Exercise prompt ▸
Arrange the lines as a Markdown table with the columns Row and Line, numbering each row and omitting blank lines. Begin at the line that contains "Where can the green lawn", stop after the line that contains "point(232, 27)", and include no other lines.

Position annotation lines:
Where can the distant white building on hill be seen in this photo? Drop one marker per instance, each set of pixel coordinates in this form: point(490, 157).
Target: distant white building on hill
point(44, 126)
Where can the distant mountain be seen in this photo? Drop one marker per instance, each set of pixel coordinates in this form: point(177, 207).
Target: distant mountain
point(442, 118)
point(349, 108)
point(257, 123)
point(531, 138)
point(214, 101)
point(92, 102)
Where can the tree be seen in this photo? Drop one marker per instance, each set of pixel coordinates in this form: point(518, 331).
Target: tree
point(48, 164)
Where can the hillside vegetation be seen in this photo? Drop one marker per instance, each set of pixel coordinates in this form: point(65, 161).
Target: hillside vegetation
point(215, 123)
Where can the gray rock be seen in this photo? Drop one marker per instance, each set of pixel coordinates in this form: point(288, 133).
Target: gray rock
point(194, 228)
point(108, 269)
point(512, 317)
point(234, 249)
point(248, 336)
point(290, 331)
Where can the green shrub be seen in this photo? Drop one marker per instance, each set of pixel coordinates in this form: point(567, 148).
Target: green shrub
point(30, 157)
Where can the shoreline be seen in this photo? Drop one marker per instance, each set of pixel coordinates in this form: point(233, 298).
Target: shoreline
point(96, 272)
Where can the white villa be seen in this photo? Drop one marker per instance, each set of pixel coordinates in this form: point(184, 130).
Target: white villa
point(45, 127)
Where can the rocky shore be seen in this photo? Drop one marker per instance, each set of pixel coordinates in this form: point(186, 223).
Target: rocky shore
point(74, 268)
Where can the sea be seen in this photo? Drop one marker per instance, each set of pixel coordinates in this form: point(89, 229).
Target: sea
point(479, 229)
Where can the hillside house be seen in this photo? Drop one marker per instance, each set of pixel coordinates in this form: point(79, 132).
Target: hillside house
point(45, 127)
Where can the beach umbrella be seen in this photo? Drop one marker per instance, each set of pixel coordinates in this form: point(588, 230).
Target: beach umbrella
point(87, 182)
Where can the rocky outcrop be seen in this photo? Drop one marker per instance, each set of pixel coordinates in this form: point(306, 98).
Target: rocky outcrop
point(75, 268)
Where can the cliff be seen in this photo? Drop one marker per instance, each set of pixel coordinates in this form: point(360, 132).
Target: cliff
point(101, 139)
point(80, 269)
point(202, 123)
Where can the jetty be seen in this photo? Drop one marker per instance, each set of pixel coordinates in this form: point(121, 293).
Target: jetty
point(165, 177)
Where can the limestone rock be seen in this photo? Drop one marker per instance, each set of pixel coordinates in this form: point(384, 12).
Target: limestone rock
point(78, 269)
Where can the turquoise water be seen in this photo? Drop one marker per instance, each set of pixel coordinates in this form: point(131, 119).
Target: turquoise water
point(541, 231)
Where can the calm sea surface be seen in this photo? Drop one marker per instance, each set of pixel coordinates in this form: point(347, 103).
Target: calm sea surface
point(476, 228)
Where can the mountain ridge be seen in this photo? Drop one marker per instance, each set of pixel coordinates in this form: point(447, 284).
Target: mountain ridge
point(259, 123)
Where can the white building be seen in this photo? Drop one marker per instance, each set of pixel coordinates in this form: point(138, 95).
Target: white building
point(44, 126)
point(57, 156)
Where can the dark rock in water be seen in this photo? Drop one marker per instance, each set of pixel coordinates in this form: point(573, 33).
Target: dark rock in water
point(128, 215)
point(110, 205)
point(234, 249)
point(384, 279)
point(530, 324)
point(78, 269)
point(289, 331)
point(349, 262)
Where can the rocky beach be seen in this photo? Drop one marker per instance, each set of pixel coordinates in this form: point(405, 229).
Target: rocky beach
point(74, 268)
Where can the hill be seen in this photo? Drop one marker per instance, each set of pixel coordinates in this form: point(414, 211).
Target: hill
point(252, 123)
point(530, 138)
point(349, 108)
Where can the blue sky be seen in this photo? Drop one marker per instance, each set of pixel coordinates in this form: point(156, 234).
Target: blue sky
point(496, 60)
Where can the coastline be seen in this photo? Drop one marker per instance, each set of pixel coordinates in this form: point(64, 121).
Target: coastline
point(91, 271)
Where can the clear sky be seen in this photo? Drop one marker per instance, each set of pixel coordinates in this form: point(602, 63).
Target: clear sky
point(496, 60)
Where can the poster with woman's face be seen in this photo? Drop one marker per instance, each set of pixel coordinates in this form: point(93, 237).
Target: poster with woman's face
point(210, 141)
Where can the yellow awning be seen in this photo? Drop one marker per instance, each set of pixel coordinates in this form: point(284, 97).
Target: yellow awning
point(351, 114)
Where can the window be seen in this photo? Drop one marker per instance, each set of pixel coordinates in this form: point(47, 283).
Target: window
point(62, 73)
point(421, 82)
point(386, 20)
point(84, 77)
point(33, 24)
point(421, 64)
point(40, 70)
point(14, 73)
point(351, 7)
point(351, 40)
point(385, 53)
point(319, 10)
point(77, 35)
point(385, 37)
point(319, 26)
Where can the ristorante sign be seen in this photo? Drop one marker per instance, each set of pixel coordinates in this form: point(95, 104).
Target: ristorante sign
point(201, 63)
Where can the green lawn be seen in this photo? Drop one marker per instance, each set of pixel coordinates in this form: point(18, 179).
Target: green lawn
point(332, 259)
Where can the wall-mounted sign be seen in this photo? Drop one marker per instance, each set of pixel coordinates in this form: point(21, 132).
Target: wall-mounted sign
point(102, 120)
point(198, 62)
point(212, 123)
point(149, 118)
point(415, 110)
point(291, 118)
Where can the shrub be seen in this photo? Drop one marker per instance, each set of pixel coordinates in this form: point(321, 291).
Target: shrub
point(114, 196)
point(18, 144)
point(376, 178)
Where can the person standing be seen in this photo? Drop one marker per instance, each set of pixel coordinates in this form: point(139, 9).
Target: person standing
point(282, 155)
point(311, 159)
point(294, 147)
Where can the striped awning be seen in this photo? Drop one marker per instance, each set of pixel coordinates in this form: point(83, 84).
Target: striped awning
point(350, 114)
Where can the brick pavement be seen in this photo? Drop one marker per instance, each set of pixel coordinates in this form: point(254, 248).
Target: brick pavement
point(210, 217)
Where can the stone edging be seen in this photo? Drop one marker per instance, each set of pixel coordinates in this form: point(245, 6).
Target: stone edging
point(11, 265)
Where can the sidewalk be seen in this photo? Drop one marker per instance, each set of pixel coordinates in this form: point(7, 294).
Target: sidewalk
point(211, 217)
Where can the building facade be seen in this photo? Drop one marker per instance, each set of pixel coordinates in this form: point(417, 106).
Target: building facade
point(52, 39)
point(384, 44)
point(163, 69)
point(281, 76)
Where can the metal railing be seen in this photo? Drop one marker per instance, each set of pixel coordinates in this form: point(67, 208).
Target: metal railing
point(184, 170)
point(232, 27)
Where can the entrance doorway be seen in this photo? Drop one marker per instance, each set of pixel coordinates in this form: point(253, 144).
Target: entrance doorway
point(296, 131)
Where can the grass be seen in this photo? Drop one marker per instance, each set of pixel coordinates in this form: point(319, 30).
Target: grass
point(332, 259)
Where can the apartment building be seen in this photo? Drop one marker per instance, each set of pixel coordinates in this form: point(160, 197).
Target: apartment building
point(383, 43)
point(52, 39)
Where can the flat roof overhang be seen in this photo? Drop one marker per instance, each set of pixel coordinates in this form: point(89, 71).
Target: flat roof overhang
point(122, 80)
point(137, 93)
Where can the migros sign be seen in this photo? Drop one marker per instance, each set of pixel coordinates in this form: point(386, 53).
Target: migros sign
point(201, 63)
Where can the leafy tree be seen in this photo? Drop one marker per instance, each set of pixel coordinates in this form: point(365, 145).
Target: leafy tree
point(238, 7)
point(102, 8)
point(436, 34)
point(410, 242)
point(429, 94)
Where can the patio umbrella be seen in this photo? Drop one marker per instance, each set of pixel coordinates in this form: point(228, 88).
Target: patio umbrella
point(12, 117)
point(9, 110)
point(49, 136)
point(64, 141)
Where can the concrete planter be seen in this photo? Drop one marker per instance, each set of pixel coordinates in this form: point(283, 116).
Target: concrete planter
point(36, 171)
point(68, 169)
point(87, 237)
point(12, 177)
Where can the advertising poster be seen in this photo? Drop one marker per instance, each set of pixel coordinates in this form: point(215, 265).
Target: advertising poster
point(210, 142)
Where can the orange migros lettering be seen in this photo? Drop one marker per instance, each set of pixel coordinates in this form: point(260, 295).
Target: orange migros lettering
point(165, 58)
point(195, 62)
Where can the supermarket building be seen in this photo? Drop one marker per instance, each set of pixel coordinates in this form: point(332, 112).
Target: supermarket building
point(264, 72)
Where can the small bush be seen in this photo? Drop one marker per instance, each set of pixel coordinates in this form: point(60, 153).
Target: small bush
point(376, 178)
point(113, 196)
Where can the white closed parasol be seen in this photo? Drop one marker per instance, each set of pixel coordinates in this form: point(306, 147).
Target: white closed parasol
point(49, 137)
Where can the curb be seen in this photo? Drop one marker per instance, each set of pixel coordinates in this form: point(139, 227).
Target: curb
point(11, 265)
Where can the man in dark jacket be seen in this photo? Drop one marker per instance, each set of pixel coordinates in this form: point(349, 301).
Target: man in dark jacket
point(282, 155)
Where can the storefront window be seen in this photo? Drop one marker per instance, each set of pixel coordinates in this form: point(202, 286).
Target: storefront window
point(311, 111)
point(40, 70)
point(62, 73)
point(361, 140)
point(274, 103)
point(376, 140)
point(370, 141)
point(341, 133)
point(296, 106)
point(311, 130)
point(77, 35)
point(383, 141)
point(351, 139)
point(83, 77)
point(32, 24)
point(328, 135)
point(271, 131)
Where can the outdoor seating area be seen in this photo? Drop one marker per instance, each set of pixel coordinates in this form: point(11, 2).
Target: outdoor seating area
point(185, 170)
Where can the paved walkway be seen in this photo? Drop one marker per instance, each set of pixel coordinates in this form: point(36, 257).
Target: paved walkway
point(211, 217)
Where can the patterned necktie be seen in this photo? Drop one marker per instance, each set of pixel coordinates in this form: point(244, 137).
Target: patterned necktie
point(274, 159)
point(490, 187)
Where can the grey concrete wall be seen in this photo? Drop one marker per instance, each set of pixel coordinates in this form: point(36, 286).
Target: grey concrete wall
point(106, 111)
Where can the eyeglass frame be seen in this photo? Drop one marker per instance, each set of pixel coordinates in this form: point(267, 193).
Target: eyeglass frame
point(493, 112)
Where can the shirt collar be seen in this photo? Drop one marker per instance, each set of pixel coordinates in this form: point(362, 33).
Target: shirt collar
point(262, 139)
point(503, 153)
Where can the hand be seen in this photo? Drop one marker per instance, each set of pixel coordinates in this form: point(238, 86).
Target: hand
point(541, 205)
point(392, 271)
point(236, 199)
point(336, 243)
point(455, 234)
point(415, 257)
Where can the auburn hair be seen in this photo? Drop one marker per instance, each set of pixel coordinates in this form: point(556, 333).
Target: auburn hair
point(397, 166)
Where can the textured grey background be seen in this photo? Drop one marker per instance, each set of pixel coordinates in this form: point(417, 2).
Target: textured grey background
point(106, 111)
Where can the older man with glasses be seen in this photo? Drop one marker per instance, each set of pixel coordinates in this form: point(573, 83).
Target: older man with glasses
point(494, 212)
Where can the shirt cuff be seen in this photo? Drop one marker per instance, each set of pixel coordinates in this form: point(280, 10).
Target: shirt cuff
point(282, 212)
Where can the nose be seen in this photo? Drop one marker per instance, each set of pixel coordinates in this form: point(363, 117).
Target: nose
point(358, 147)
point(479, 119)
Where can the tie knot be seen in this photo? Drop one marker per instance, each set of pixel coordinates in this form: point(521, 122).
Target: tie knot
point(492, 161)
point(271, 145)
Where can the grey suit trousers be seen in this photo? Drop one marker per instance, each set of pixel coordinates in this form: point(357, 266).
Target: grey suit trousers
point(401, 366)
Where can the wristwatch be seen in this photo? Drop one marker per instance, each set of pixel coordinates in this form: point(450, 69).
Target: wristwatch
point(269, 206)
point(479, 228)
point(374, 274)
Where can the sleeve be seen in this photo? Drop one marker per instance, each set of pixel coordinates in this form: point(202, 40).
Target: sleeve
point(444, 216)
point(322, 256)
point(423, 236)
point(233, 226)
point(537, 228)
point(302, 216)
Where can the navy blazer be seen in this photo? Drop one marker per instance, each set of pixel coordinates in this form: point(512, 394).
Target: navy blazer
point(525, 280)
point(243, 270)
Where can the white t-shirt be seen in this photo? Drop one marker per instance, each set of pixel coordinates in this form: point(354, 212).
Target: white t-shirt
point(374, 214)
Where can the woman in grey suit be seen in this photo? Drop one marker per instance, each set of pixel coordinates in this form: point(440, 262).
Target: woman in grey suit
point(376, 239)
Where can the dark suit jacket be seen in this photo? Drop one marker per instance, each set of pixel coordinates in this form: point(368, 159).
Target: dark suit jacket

Response to the exercise ▸
| Row | Line |
|---|---|
| 1 | Where can the green lawn be seen in this photo? Drop one marker per instance, each set of pixel coordinates in this form: point(18, 179). |
| 2 | Target: green lawn |
| 3 | point(332, 259) |
| 4 | Where can the wall-mounted sign be seen in this photo? Drop one marker per instance, each set of pixel coordinates in this form: point(21, 132). |
| 5 | Target: wall-mounted sign |
| 6 | point(102, 120) |
| 7 | point(198, 62) |
| 8 | point(212, 123) |
| 9 | point(149, 118) |
| 10 | point(415, 110) |
| 11 | point(291, 118) |
| 12 | Where can the shrub be seen in this photo? Drop one marker per instance, each set of pixel coordinates in this form: point(321, 291). |
| 13 | Target: shrub |
| 14 | point(114, 196) |
| 15 | point(18, 144) |
| 16 | point(376, 178) |
| 17 | Where can the person standing be seen in this photo? Drop one marker per instance, each set of pixel coordinates in this form: point(139, 9). |
| 18 | Target: person standing |
| 19 | point(282, 155) |
| 20 | point(311, 159) |
| 21 | point(294, 147) |
| 22 | Where can the striped awning be seen in this photo? Drop one marker per instance, each set of pixel coordinates in this form: point(83, 84). |
| 23 | Target: striped awning |
| 24 | point(350, 114) |
| 25 | Where can the brick pavement be seen in this photo? Drop one marker per instance, each set of pixel coordinates in this form: point(254, 248). |
| 26 | Target: brick pavement |
| 27 | point(210, 217) |
| 28 | Where can the stone edging be seen in this photo? Drop one marker per instance, each set of pixel coordinates in this form: point(245, 6). |
| 29 | Target: stone edging |
| 30 | point(11, 265) |
| 31 | Where can the sidewalk be seen in this photo? Drop one marker per instance, each set of pixel coordinates in this form: point(7, 294). |
| 32 | Target: sidewalk |
| 33 | point(211, 217) |
| 34 | Where can the building facade be seen in this photo? Drop one marker per instance, each set of pixel coordinates in this form: point(417, 106). |
| 35 | Target: building facade |
| 36 | point(52, 39) |
| 37 | point(384, 44) |
| 38 | point(163, 69) |
| 39 | point(281, 76) |
| 40 | Where can the metal railing be seen in this photo? Drop one marker per instance, each set of pixel coordinates in this form: point(67, 208). |
| 41 | Target: metal railing |
| 42 | point(184, 170) |
| 43 | point(232, 27) |